- [Extract provided]

[start]

It is Neva Small who has rescued "I Feel Like New Year's Eve"; she did not sing the song in Something More!, but she watched Cook raise the rafters with it every night. (Kerr: "The sweetness is direct, personal, and should be packaged as a substitute for honey, no matter how many bees are thereby put out of business. Miss Cook is one of the true treasures of our musical comedy theatre.") Small, who in my memory always gave interesting and attractive performances, seems to be semi-retired; she last appeared on Broadway in 1976, and I don't recall seeing her onstage since 1990.

Listeners in search of curiosities will no doubt zero in on premiere recordings of two songs from The Prince of Grand Street, the 1978 Bob Merrill musical that foundered in Boston; Small was costarred, with Bob Preston as her lover. Other "lost songs" from lost flops on Small's resume include the title song from Show Me Where the Good Times Are, a 1970 musicalization of The Imaginary Invalid; and "Peach Ice Cream" from F. Jasmine Adams, the 1971 musicalization of Member of the Wedding.

[end]

- [Data]
[start]

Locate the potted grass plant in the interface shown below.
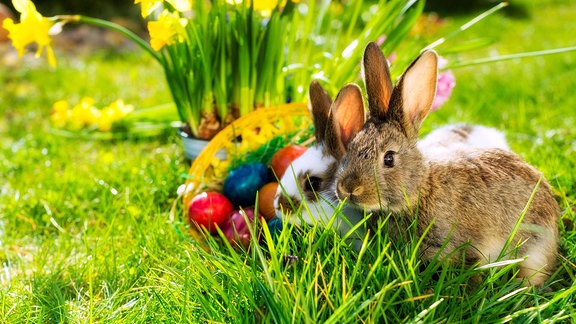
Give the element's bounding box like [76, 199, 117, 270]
[3, 0, 454, 157]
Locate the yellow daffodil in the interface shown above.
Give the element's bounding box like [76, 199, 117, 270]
[134, 0, 162, 18]
[166, 0, 192, 12]
[70, 97, 102, 130]
[148, 10, 187, 51]
[2, 0, 56, 66]
[228, 0, 300, 15]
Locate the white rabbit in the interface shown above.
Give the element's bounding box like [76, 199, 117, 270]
[274, 81, 509, 251]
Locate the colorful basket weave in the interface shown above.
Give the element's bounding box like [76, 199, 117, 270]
[183, 103, 313, 210]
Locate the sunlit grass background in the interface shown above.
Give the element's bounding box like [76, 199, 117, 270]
[0, 0, 576, 323]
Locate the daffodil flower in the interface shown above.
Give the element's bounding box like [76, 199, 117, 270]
[228, 0, 299, 15]
[148, 10, 187, 51]
[2, 0, 56, 66]
[70, 97, 102, 130]
[134, 0, 162, 18]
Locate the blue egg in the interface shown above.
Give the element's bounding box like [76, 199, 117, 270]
[268, 217, 283, 241]
[222, 163, 268, 207]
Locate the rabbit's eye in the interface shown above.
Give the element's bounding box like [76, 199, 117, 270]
[384, 151, 394, 168]
[304, 176, 322, 191]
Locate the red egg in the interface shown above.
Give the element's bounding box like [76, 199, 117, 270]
[188, 192, 234, 234]
[221, 208, 254, 247]
[270, 145, 306, 179]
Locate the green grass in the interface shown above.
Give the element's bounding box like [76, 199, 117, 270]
[0, 0, 576, 323]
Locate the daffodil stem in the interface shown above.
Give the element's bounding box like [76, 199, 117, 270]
[54, 15, 164, 65]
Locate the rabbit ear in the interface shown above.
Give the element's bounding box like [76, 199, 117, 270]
[362, 42, 392, 118]
[325, 83, 365, 160]
[309, 80, 332, 143]
[397, 50, 438, 133]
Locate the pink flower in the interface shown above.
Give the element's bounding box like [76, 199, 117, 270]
[430, 57, 456, 111]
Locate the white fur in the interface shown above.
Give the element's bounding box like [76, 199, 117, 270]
[417, 125, 510, 161]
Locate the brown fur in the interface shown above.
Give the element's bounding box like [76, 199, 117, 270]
[336, 41, 559, 286]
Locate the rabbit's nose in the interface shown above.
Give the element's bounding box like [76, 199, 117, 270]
[276, 194, 300, 215]
[336, 178, 364, 199]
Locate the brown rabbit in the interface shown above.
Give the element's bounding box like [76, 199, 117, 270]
[336, 43, 559, 286]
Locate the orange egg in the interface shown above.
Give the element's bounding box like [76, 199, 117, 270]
[258, 182, 278, 221]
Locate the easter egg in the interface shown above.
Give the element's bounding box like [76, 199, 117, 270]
[267, 217, 282, 240]
[258, 182, 278, 221]
[270, 145, 306, 179]
[188, 192, 234, 234]
[222, 208, 254, 247]
[222, 163, 268, 207]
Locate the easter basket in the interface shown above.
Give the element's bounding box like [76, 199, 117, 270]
[171, 103, 314, 240]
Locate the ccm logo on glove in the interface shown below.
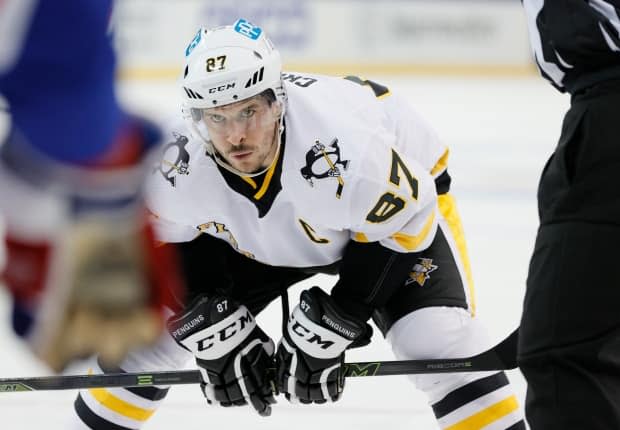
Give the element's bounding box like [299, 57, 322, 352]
[171, 307, 256, 359]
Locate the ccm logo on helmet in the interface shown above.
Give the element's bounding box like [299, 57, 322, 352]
[208, 82, 235, 94]
[196, 311, 254, 351]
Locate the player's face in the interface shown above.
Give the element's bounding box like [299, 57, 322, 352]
[203, 96, 280, 173]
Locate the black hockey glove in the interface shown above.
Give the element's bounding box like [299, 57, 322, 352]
[276, 287, 372, 403]
[168, 296, 276, 416]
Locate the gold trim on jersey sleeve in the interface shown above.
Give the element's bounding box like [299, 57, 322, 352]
[445, 394, 519, 430]
[391, 210, 435, 251]
[353, 233, 370, 243]
[88, 388, 155, 421]
[431, 149, 450, 178]
[437, 194, 476, 316]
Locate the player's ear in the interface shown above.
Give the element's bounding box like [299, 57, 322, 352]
[271, 100, 282, 118]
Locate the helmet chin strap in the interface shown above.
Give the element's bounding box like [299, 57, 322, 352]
[199, 111, 284, 178]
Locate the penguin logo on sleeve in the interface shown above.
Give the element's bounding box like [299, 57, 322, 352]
[300, 138, 350, 199]
[156, 132, 189, 187]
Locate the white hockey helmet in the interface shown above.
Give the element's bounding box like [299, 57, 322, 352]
[180, 19, 286, 109]
[179, 19, 286, 176]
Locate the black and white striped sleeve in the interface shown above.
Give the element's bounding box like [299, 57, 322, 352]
[522, 0, 620, 93]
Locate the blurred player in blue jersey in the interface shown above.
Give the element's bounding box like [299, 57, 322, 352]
[0, 0, 184, 370]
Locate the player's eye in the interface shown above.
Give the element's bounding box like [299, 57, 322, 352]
[208, 113, 226, 124]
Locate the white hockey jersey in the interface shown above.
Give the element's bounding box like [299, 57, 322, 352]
[147, 73, 447, 267]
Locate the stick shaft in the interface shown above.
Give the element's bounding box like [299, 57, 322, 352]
[0, 329, 519, 393]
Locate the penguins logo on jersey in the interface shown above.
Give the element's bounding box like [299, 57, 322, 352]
[196, 221, 256, 260]
[405, 258, 439, 287]
[301, 138, 350, 198]
[156, 132, 189, 187]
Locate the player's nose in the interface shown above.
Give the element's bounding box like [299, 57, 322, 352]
[227, 121, 247, 146]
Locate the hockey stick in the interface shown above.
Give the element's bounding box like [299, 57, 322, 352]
[0, 328, 519, 393]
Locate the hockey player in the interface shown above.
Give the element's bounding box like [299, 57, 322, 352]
[519, 0, 620, 430]
[68, 20, 525, 430]
[0, 0, 184, 370]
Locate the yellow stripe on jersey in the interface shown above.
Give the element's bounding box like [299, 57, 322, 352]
[241, 176, 258, 189]
[431, 149, 450, 178]
[254, 151, 280, 200]
[88, 388, 155, 421]
[444, 395, 519, 430]
[392, 211, 435, 251]
[438, 194, 476, 316]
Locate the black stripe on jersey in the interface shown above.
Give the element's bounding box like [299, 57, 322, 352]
[73, 394, 131, 430]
[97, 359, 169, 402]
[344, 76, 390, 97]
[435, 169, 452, 195]
[217, 123, 286, 218]
[506, 420, 525, 430]
[433, 372, 508, 419]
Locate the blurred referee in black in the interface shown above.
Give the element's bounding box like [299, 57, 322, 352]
[519, 0, 620, 430]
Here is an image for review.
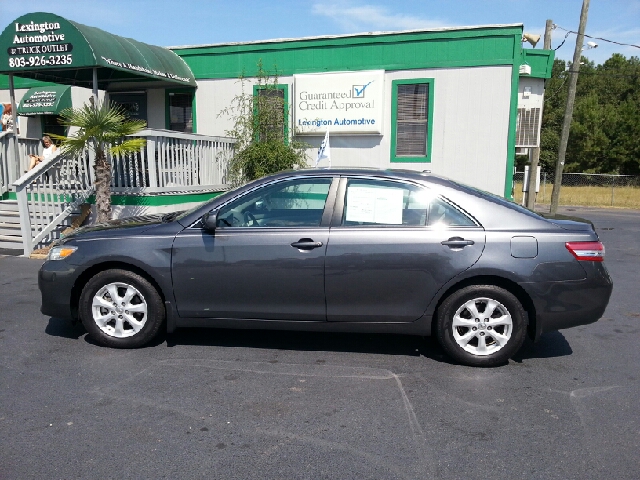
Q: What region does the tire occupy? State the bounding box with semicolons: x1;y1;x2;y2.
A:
436;285;527;367
78;270;165;348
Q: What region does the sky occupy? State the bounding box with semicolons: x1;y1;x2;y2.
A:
0;0;640;64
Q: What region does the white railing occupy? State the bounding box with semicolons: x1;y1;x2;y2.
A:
111;129;235;193
8;129;235;255
0;132;40;195
13;152;94;255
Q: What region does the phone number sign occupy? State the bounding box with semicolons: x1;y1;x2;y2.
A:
7;22;73;69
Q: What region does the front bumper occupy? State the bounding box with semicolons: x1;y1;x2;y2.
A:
38;260;80;319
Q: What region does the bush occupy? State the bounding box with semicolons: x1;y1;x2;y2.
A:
231;140;305;181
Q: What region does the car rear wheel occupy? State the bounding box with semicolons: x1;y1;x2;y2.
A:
79;270;165;348
437;285;527;367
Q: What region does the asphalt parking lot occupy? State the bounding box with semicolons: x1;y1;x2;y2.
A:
0;208;640;479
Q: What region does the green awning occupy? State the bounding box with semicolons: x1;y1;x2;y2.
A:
18;85;71;116
0;12;196;90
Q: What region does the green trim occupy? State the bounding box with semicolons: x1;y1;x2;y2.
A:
253;83;290;145
389;78;435;163
0;75;58;90
173;26;522;79
504;34;522;200
164;88;198;133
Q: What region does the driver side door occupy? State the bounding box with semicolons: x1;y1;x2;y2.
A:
172;177;338;321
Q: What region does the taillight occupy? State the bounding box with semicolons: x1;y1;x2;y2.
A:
564;242;604;262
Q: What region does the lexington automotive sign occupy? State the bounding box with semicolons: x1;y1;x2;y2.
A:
293;70;384;134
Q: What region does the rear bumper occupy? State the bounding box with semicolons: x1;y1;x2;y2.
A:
522;262;613;340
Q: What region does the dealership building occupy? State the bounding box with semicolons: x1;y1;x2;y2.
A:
0;13;554;198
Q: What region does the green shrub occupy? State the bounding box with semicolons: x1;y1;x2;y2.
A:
231;140;306;181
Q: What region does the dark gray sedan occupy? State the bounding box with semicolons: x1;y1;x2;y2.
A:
39;169;612;366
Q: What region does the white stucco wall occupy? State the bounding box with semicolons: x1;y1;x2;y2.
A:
196;66;512;195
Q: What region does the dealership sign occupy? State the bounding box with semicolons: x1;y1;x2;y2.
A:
293;70;384;134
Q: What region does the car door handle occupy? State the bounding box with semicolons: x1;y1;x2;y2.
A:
291;238;323;250
440;237;476;248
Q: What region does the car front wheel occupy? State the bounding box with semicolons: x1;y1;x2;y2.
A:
79;269;165;348
437;285;527;367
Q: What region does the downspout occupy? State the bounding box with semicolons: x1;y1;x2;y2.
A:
9;73;21;183
92;67;98;104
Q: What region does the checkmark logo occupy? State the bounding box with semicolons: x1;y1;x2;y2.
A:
353;80;373;98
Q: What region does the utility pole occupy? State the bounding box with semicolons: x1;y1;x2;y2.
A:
526;20;553;210
549;0;589;215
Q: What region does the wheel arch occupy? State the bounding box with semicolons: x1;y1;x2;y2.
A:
70;261;166;320
431;275;536;340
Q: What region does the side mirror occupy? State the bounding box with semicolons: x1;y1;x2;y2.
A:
202;210;218;232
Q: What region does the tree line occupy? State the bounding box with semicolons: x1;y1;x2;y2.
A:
540;53;640;175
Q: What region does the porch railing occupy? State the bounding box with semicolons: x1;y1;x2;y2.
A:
8;129;235;255
0;132;40;195
111;129;235;193
13;152;94;255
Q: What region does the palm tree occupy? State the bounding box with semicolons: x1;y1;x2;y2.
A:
50;102;146;223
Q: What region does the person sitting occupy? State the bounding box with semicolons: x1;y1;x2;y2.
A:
29;135;58;170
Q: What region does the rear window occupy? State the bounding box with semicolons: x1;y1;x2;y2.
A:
444;180;544;218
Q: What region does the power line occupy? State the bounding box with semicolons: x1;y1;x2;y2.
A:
553;24;640;50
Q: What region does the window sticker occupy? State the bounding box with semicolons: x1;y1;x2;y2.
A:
346;187;403;225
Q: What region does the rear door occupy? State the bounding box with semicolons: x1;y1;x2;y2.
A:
325;178;485;322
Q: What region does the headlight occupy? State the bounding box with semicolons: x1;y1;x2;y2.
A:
47;245;78;260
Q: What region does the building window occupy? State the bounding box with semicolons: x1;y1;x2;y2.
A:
253;85;289;143
168;92;194;133
42;115;67;144
391;79;434;162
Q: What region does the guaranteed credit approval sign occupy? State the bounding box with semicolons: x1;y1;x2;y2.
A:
293;70;384;135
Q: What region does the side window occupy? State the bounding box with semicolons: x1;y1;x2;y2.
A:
427;198;476;227
342;180;475;226
217;178;332;228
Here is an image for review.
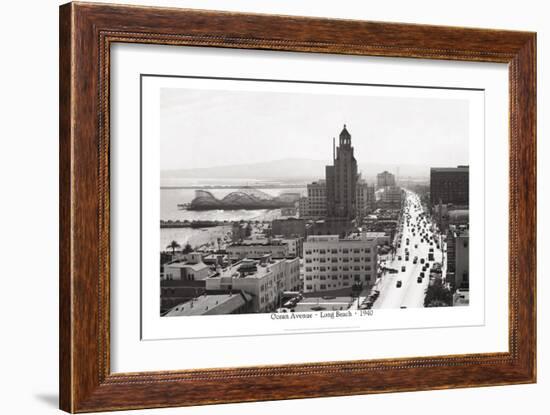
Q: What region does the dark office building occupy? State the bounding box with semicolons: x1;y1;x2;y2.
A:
326;125;358;219
430;166;470;206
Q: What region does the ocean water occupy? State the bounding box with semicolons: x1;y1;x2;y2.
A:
160;179;306;250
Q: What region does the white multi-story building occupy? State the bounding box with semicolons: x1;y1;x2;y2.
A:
304;234;377;292
206;258;301;313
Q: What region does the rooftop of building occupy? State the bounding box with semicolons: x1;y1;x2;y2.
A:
164;260;208;271
165;291;251;317
430;166;470;173
306;232;385;242
210;256;291;279
228;238;286;248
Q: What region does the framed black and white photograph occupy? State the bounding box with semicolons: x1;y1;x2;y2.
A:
60;3;536;412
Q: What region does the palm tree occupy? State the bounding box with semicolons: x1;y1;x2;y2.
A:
166;241;181;255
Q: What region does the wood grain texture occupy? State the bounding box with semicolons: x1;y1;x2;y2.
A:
60;3;536;412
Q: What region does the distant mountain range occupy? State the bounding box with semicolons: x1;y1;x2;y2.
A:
161;158;430;180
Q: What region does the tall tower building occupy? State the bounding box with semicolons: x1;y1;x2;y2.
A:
326;125;358;219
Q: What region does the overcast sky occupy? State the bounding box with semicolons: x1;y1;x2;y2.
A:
161;88;468;170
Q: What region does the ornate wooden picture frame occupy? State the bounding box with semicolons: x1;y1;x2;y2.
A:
59;3;536;412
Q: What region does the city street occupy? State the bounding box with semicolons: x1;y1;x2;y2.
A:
373;190;443;309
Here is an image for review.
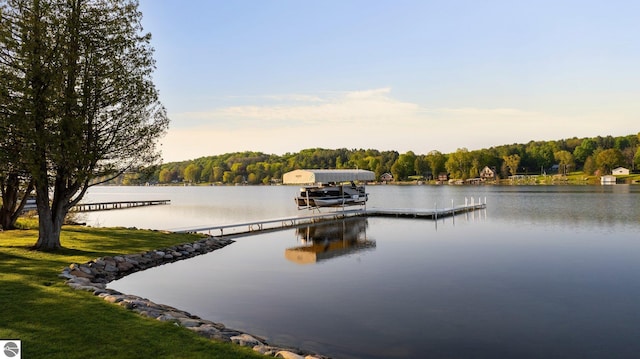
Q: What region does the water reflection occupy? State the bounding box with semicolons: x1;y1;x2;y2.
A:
284;217;376;264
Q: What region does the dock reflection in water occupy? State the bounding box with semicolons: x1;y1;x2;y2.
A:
284;217;376;264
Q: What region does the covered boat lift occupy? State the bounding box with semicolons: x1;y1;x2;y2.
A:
282;169;376;185
282;169;375;209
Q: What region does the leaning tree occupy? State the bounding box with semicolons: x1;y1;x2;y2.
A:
0;0;169;250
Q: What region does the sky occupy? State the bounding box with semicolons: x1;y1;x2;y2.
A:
139;0;640;162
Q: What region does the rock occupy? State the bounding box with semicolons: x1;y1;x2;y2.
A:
59;237;328;359
276;350;304;359
230;334;263;348
179;318;202;328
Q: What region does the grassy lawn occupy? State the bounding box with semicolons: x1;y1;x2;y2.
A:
0;222;264;358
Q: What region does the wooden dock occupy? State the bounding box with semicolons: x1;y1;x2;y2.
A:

[end]

- [Written task A] Summarize the Neva Small text in two sentences.
- [Written task B] Reproduce the part of the Neva Small text between "Listeners in search" and "of the Wedding.", inclusive.

- [Exercise solution A] Neva Small has rescued "I Feel Like New Year's Eve," a song she did not sing in Something More! but watched Cook perform every night, and she seems to be semi-retired, having last appeared on Broadway in 1976. Her material includes premiere recordings of two songs from The Prince of Grand Street, the 1978 Bob Merrill musical that foundered in Boston with Small costarring, along with other "lost songs" from flops on her resume, such as Show Me Where the Good Times Are and F. Jasmine Adams.

- [Exercise solution B]
Listeners in search of curiosities will no doubt zero in on premiere recordings of two songs from The Prince of Grand Street, the 1978 Bob Merrill musical that foundered in Boston; Small was costarred, with Bob Preston as her lover. Other "lost songs" from lost flops on Small's resume include the title song from Show Me Where the Good Times Are, a 1970 musicalization of The Imaginary Invalid; and "Peach Ice Cream" from F. Jasmine Adams, the 1971 musicalization of Member of the Wedding.